Consigne
Citez intégralement le texte sur l'exposition des photographies de Kertész au lycée de Soissons, sans en modifier un seul mot.

Texte proposé

Au milieu du grand hall d’entrée du lycée Léonard-de-Vinci de Soissons il y a un bassin circulaire carrelé, de la taille d’une généreuse piscine de jardin, mais en plus profonde. Il ressemble à une petite piscine, mais sans eau. Il y a des marches pour descendre à l’intérieur, et le fond est entouré d’un rebord comme un banc pour s’asseoir, lui donnant un air de mini-amphithéâtre.

Treize grands panneaux contenant des photos prises par André Kertész, le photographe franco-hongrois, sont accrochées en haut, autour du bassin, sur les deux tiers de sa circonférence.

La galerie d’art du lycée étant temporairement indisponible, Hortense Garapon, professeur et responsable des expositions, a pu utiliser cet autre endroit pour accrocher les images du photographe. Comme le souligne le proviseur Dominique Haraut, un lycée général, technologique et professionnel s’occuper aussi de sensibiliser ses élèves aux arts, d’où le riche programme d’expositions qui s’y succèdent. Les classes les visitent en compagnie d’enseignants aptes à enrichir leur perception de ce qu’ils voient.

En photographiant, Kertész n’a pas les mêmes objectifs que ses trois grands contemporains, Doisneau, Willy Ronis ou Cartier-Bresson. Eux excellent à saisir un regard, un geste, un mouvement qui révèlent la nature humaine de ses sujets, souvent jeunes, souvent dans la rue. Les images de Kertész sont fréquemment vides, ou bien les êtres humains sont photographiés sous un angle qui les cache, ou en silhouette, ou dominés par leur propre ombre.

Données brutes
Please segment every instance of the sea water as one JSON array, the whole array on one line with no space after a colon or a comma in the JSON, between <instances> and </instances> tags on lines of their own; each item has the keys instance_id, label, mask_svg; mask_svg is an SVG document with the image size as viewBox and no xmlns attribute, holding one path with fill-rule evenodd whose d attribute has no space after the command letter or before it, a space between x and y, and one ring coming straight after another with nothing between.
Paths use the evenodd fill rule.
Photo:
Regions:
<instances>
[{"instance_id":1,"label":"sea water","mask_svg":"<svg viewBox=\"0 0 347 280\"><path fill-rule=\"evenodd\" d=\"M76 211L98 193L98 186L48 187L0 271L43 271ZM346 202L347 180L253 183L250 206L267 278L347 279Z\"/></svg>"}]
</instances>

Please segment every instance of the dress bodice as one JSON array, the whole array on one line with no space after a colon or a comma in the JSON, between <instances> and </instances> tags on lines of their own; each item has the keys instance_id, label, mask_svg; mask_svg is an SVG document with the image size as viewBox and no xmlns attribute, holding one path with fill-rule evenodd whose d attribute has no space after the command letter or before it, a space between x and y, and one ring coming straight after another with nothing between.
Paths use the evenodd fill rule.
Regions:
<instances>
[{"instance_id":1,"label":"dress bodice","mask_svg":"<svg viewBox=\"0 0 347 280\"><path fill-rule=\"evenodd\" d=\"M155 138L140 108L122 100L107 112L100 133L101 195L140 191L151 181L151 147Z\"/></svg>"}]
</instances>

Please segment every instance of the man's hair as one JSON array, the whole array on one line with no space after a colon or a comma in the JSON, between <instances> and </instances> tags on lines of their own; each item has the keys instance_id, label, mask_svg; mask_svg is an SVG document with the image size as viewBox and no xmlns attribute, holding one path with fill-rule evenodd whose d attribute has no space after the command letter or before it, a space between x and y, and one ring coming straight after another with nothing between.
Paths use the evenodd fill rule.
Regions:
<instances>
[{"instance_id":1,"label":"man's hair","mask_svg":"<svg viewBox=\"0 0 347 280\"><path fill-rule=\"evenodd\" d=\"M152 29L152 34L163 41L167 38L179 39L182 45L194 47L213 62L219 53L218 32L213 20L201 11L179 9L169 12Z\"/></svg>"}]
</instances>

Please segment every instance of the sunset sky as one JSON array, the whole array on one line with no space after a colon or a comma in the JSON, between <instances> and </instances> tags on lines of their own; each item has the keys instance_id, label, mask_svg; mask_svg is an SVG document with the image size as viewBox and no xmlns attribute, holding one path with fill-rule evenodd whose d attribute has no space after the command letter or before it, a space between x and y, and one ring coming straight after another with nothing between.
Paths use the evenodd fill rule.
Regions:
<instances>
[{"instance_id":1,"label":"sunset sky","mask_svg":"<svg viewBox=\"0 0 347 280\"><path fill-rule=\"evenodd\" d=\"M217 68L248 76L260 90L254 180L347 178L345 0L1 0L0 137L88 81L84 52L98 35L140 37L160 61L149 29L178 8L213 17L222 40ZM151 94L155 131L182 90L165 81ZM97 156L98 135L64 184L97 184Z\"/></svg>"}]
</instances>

Corrigé
Au milieu du grand hall d’entrée du lycée Léonard-de-Vinci de Soissons il y a un bassin circulaire carrelé, de la taille d’une généreuse piscine de jardin, mais en plus profonde. Il ressemble à une petite piscine, mais sans eau. Il y a des marches pour descendre à l’intérieur, et le fond est entouré d’un rebord comme un banc pour s’asseoir, lui donnant un air de mini-amphithéâtre.

Treize grands panneaux contenant des photos prises par André Kertész, le photographe franco-hongrois, sont accrochées en haut, autour du bassin, sur les deux tiers de sa circonférence.

La galerie d’art du lycée étant temporairement indisponible, Hortense Garapon, professeur et responsable des expositions, a pu utiliser cet autre endroit pour accrocher les images du photographe. Comme le souligne le proviseur Dominique Haraut, un lycée général, technologique et professionnel s’occuper aussi de sensibiliser ses élèves aux arts, d’où le riche programme d’expositions qui s’y succèdent. Les classes les visitent en compagnie d’enseignants aptes à enrichir leur perception de ce qu’ils voient.

En photographiant, Kertész n’a pas les mêmes objectifs que ses trois grands contemporains, Doisneau, Willy Ronis ou Cartier-Bresson. Eux excellent à saisir un regard, un geste, un mouvement qui révèlent la nature humaine de ses sujets, souvent jeunes, souvent dans la rue. Les images de Kertész sont fréquemment vides, ou bien les êtres humains sont photographiés sous un angle qui les cache, ou en silhouette, ou dominés par leur propre ombre.